# Extract
───

Where a prosecutor seeks costs and the Court is considering declining to make an order, the prosecutor must be given an opportunity to be heard on the application.
Where a defendant's capacity to pay is in issue, the Court should reduce the quantum of any fine imposed, rather than reduce the amount of costs awarded to the prosecutor.
Williams Timber Pty Ltd and Easy Fall Guttering Pty Ltd (the respondents) were each prosecuted by SafeWork NSW (the prosecutor) in separate proceedings for offences under the Work Health and Safety Act 2011.
The respondents both pleaded guilty and in each case the prosecutor made an application for professional costs as agreed or assessed. The respondents were either silent or did not oppose the order and quantum sought by the prosecutor (being $22,000 and $42,000 respectively).
At the sentencing hearings in the District Court, both respondents raised their lack of means to pay a fine. Each company was convicted and fined, however in both cases the sentencing judge declined to award costs to the prosecutor based on the respondents’ limited means.
The prosecutor appealed the decisions to the Court of Criminal Appeal (CCA) on the grounds that:
there was a denial of procedural fairness as the prosecutor was not given an opportunity to be heard on the question of costs
the sentencing judge misapprehended the function and purpose of costs in the sentencing exercise, by treating it as a form of punishment.

───

# Given data

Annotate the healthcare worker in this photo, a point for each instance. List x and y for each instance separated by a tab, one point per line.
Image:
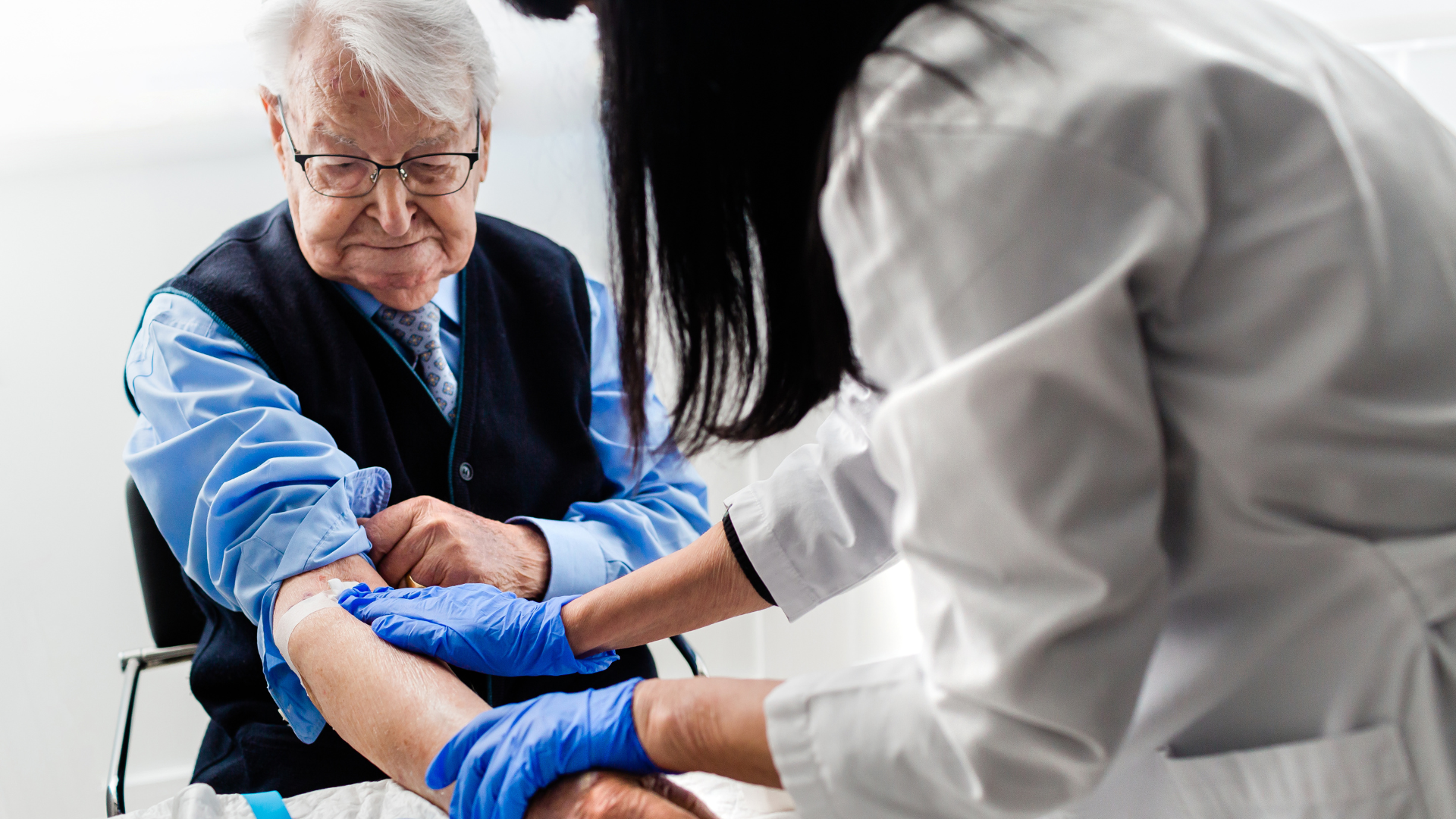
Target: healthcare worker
1156	303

───

# Jobs
1. In the summary of the costs appeal, rewrite the stretch from "Where a prosecutor" through "Safety Act 2011.", substituting "regulator" for "prosecutor".
2. Under the summary of the costs appeal, how much in costs did the prosecutor seek from each respondent?

# Solutions to the exercise
1.
Where a regulator seeks costs and the Court is considering declining to make an order, the regulator must be given an opportunity to be heard on the application.
Where a defendant's capacity to pay is in issue, the Court should reduce the quantum of any fine imposed, rather than reduce the amount of costs awarded to the regulator.
Williams Timber Pty Ltd and Easy Fall Guttering Pty Ltd (the respondents) were each prosecuted by SafeWork NSW (the regulator) in separate proceedings for offences under the Work Health and Safety Act 2011.

2. $22,000 from Williams Timber Pty Ltd and $42,000 from Easy Fall Guttering Pty Ltd.